Your goal —
Reproduce the listing below verbatim, line for line, without any alteration.

Data provided —

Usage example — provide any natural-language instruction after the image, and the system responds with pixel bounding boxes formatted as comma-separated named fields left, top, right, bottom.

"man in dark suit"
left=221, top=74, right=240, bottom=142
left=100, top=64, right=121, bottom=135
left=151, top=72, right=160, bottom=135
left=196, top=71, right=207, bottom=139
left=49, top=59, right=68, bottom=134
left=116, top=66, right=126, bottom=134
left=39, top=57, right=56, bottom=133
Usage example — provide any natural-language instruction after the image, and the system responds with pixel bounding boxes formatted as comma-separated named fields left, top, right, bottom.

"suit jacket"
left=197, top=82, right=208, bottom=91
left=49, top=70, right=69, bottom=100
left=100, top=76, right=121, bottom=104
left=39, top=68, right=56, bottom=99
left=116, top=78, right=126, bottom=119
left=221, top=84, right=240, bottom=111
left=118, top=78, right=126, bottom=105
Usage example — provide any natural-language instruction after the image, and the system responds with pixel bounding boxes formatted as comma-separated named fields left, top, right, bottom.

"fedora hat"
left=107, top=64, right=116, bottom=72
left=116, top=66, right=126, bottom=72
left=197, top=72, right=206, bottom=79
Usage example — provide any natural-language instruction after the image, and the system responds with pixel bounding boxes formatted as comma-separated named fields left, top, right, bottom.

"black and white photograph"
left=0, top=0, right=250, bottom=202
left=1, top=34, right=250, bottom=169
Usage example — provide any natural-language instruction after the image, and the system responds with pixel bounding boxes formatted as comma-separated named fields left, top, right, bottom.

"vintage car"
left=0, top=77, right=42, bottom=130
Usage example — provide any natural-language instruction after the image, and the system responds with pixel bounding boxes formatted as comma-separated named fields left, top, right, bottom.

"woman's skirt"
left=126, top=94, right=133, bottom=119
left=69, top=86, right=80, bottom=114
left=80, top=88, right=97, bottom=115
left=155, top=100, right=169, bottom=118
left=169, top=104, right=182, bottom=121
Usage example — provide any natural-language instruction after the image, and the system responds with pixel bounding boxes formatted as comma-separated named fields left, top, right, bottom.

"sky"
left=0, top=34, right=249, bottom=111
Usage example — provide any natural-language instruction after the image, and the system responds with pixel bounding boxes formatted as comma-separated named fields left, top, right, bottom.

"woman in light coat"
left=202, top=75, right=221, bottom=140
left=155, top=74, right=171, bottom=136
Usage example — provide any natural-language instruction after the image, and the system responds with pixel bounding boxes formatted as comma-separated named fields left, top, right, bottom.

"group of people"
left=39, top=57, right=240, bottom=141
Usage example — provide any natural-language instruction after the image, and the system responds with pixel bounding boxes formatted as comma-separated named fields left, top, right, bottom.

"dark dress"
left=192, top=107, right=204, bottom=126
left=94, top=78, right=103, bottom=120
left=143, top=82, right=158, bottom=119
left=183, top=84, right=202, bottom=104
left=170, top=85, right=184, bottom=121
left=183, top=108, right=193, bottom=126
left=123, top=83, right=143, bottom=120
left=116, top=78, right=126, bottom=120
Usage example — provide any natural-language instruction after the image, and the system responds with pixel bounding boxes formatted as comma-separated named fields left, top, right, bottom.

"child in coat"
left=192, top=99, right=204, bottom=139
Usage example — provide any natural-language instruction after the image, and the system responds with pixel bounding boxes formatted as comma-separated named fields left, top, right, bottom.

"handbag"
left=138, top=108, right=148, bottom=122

Output below —
Usage example — provide any natural-language instruction after the image, and the system responds with pixel bounding boxes formatted as comma-separated named fields left, top, right, bottom.

"man in dark suit"
left=221, top=74, right=240, bottom=142
left=100, top=64, right=121, bottom=135
left=151, top=72, right=160, bottom=135
left=196, top=71, right=207, bottom=139
left=49, top=59, right=68, bottom=134
left=116, top=66, right=126, bottom=134
left=39, top=57, right=56, bottom=133
Usage example — provide any natural-language instruction after the image, and the system responds with pixel bounding boxes formatted as comma-separated named fields left, top, right, bottom.

"suit jacket"
left=197, top=82, right=208, bottom=91
left=49, top=70, right=69, bottom=100
left=100, top=76, right=121, bottom=104
left=39, top=68, right=56, bottom=99
left=116, top=78, right=126, bottom=119
left=221, top=84, right=240, bottom=111
left=118, top=78, right=126, bottom=105
Usage example — provide any natural-language instruction after the image, and the system responds with pixel bounding boxes formatted as comma-separated named fields left, top, right, bottom.

"fedora hat"
left=107, top=64, right=116, bottom=72
left=116, top=66, right=126, bottom=72
left=197, top=72, right=206, bottom=79
Usage example — provide any natural-language instruction after the image, and the system responds with pixel bounding boxes formatted as comma-separated named fields left, top, right, bottom.

"black and white photograph"
left=0, top=0, right=250, bottom=202
left=1, top=34, right=250, bottom=169
Usage example — provide any natural-language instruction after the image, and the system responds with pixel bounding boxes formatted as comma-separated named fields left, top, right, bottom.

"vintage car"
left=0, top=77, right=42, bottom=130
Usage example — provide any natural-language instruction after the image, and the system responds with pixel bounding boxes formatted as comma-separated named fields left, top, right, bottom.

"woman's skirt"
left=126, top=94, right=133, bottom=119
left=69, top=86, right=80, bottom=114
left=80, top=88, right=97, bottom=115
left=155, top=100, right=169, bottom=118
left=169, top=104, right=182, bottom=121
Usage example — provide any natural-language instruction after the image, and the system responds with pixel bounding boxes formatted as comma-separated named fields left, top, right, bottom.

"sky"
left=0, top=34, right=249, bottom=111
Usage example — provide any natural-language instruction after the image, and the system responds with pixel bounding boxes formatted as comma-separated named fields left, top, right, bottom.

"woman in light coat"
left=202, top=75, right=221, bottom=140
left=155, top=74, right=171, bottom=136
Usage example — provide any natural-language instruction after the image, and the system responds with pixel bounding boxes formatted as comma-separated named fields left, top, right, bottom.

"group of people"
left=39, top=57, right=240, bottom=141
Usage example — provide any natural-language instruction after the image, and the system responds with pixel bounding boxes formatted as comma-separated named fields left, top, right, bottom.

"dark dress"
left=192, top=107, right=204, bottom=126
left=94, top=78, right=103, bottom=120
left=143, top=82, right=158, bottom=119
left=183, top=84, right=202, bottom=104
left=170, top=85, right=184, bottom=121
left=183, top=108, right=193, bottom=126
left=123, top=83, right=143, bottom=120
left=116, top=78, right=126, bottom=120
Usage example — provide any natural-language instruction after the image, and the system responds with pixel bounding boxes formatted as comma-separated named fields left, top, right, bottom.

"child in coat"
left=192, top=99, right=204, bottom=139
Usage example — provide any natural-language instruction after the image, and the system responds with pixel bounding boxes formatted as comma-separated named fields left, top, right, bottom.

"handbag"
left=138, top=108, right=148, bottom=122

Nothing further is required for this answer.